## [HOW TO COMPLETE THIS TASK]
Could you repeat all of the entries below, character for character?

━━ GIVEN INFORMATION ━━

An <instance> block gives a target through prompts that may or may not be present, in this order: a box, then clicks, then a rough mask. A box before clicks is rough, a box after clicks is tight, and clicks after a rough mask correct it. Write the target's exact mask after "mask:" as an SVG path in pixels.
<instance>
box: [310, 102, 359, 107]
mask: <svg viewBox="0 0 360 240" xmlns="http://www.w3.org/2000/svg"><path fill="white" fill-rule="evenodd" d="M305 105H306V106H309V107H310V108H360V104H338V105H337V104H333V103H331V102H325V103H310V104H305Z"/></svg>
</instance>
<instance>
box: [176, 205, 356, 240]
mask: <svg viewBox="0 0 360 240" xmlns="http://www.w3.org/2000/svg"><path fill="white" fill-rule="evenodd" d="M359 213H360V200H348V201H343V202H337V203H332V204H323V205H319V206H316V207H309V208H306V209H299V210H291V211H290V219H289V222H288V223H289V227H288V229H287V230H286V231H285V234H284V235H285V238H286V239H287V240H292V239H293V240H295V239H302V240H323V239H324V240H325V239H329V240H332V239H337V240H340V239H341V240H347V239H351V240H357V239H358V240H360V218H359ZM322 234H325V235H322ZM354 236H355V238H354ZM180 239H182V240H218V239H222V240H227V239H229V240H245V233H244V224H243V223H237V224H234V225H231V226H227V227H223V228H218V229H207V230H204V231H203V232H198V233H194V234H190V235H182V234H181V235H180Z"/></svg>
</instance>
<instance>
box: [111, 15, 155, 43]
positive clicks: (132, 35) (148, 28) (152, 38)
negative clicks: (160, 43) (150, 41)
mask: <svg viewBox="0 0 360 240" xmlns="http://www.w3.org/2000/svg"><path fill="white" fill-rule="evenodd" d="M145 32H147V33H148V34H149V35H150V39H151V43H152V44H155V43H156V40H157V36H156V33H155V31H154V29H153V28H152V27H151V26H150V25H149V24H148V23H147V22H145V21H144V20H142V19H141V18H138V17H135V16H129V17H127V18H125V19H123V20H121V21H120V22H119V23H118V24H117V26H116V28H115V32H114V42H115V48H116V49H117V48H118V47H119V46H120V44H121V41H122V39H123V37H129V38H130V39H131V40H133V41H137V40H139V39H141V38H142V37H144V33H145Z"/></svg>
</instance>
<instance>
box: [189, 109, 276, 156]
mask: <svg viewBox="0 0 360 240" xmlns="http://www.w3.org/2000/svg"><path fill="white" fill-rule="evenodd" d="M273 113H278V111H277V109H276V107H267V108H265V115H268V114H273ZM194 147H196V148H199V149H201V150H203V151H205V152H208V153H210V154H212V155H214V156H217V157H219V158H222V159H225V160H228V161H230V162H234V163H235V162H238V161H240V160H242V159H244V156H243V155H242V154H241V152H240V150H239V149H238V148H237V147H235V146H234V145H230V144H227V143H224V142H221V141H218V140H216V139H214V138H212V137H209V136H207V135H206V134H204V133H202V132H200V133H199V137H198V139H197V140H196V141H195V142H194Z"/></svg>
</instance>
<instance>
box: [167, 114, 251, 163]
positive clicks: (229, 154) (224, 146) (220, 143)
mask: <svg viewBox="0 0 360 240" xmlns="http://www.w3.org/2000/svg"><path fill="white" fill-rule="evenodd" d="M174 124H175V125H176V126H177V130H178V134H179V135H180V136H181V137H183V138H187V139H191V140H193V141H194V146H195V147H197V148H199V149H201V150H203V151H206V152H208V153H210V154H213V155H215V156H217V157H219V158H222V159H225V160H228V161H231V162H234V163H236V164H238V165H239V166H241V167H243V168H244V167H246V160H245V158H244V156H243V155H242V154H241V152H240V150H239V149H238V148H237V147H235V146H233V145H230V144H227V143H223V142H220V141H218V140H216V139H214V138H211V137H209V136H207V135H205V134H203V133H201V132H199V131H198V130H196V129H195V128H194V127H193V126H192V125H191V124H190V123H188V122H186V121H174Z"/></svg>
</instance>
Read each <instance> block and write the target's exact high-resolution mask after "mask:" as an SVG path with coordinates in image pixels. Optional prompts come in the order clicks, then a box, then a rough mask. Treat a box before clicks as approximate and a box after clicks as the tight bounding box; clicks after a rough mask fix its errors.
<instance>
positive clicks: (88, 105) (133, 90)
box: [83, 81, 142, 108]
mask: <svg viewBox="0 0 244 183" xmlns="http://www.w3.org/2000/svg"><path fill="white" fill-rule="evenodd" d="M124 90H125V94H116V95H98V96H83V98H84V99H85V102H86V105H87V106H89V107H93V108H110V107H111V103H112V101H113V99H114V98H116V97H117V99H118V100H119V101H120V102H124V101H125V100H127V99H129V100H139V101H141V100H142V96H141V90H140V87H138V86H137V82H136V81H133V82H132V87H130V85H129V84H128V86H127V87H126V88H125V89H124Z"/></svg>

━━━

## [SOLUTION TO THE EXERCISE]
An <instance> block gives a target through prompts that may or may not be present, in this order: a box, then clicks, then a rough mask. A box before clicks is rough, a box after clicks is tight, and clicks after a rough mask correct it. Write the target's exact mask after "mask:" as an SVG path in pixels.
<instance>
box: [310, 102, 359, 107]
mask: <svg viewBox="0 0 360 240" xmlns="http://www.w3.org/2000/svg"><path fill="white" fill-rule="evenodd" d="M305 105H306V106H309V107H310V108H360V104H338V105H337V104H333V103H331V102H325V103H310V104H305Z"/></svg>
</instance>
<instance>
box: [176, 205, 356, 240]
mask: <svg viewBox="0 0 360 240" xmlns="http://www.w3.org/2000/svg"><path fill="white" fill-rule="evenodd" d="M359 213H360V200H348V201H343V202H337V203H332V204H323V205H319V206H316V207H309V208H306V209H299V210H291V211H290V219H289V222H288V223H289V227H288V229H287V230H286V231H285V234H284V235H285V238H286V239H287V240H292V239H293V240H295V239H302V240H323V239H324V240H325V239H329V240H332V239H337V240H340V239H341V240H347V239H351V240H357V239H358V240H360V218H359ZM322 234H325V235H322ZM354 236H355V238H354ZM180 239H182V240H218V239H222V240H227V239H229V240H245V233H244V224H243V223H237V224H234V225H231V226H227V227H223V228H218V229H207V230H204V231H203V232H198V233H194V234H190V235H182V234H181V235H180Z"/></svg>
</instance>
<instance>
box: [111, 15, 155, 43]
positive clicks: (132, 35) (148, 28) (152, 38)
negative clicks: (160, 43) (150, 41)
mask: <svg viewBox="0 0 360 240" xmlns="http://www.w3.org/2000/svg"><path fill="white" fill-rule="evenodd" d="M145 32H147V33H148V34H149V35H150V39H151V43H152V44H155V43H156V40H157V36H156V33H155V31H154V29H153V28H152V27H151V26H150V25H149V24H148V23H147V22H145V21H144V20H142V19H141V18H138V17H135V16H129V17H127V18H125V19H123V20H121V21H120V22H119V23H118V24H117V26H116V28H115V32H114V42H115V48H116V49H117V48H118V47H119V46H120V44H121V41H122V39H123V37H129V38H130V39H131V40H133V41H137V40H139V39H141V38H142V37H144V33H145Z"/></svg>
</instance>
<instance>
box: [189, 109, 276, 156]
mask: <svg viewBox="0 0 360 240" xmlns="http://www.w3.org/2000/svg"><path fill="white" fill-rule="evenodd" d="M273 113H278V111H277V109H276V107H267V108H265V115H268V114H273ZM194 147H196V148H199V149H201V150H203V151H205V152H208V153H210V154H212V155H214V156H217V157H219V158H222V159H225V160H228V161H230V162H234V163H235V162H238V161H240V160H242V159H244V156H243V155H242V154H241V152H240V150H239V149H238V148H237V147H235V146H234V145H230V144H227V143H224V142H221V141H218V140H216V139H214V138H212V137H209V136H207V135H206V134H204V133H202V132H200V133H199V137H198V139H197V140H196V141H195V142H194Z"/></svg>
</instance>
<instance>
box: [167, 114, 251, 163]
positive clicks: (229, 154) (224, 146) (220, 143)
mask: <svg viewBox="0 0 360 240" xmlns="http://www.w3.org/2000/svg"><path fill="white" fill-rule="evenodd" d="M174 124H175V125H176V126H177V130H178V134H179V135H180V136H181V137H183V138H187V139H191V140H193V141H194V146H195V147H197V148H199V149H201V150H203V151H206V152H208V153H210V154H213V155H215V156H217V157H219V158H222V159H225V160H228V161H231V162H234V163H236V164H238V165H239V166H241V167H243V168H244V167H246V160H245V158H244V156H243V155H242V154H241V152H240V150H239V149H238V148H237V147H235V146H233V145H230V144H227V143H223V142H220V141H218V140H216V139H214V138H211V137H209V136H207V135H205V134H203V133H201V132H199V131H198V130H196V129H195V128H194V127H193V126H192V125H191V124H190V123H188V122H186V121H174Z"/></svg>
</instance>
Read each <instance> block and write the target's exact high-resolution mask after "mask:" as an SVG path with coordinates in image pixels. Optional prompts come in the order clicks, then a box, then a rough mask. Treat a box before clicks as approximate and a box after clicks as the tight bounding box; clicks after a rough mask fix its errors.
<instance>
positive clicks: (88, 105) (133, 90)
box: [83, 81, 142, 108]
mask: <svg viewBox="0 0 244 183" xmlns="http://www.w3.org/2000/svg"><path fill="white" fill-rule="evenodd" d="M124 90H125V94H116V95H98V96H83V98H84V99H85V102H86V105H87V106H89V107H93V108H110V107H111V103H112V101H113V99H114V98H116V97H117V99H118V100H119V101H120V102H124V101H125V100H127V99H129V100H139V101H141V100H142V96H141V90H140V87H138V86H137V82H136V81H133V82H132V87H130V85H129V84H128V86H127V87H126V88H125V89H124Z"/></svg>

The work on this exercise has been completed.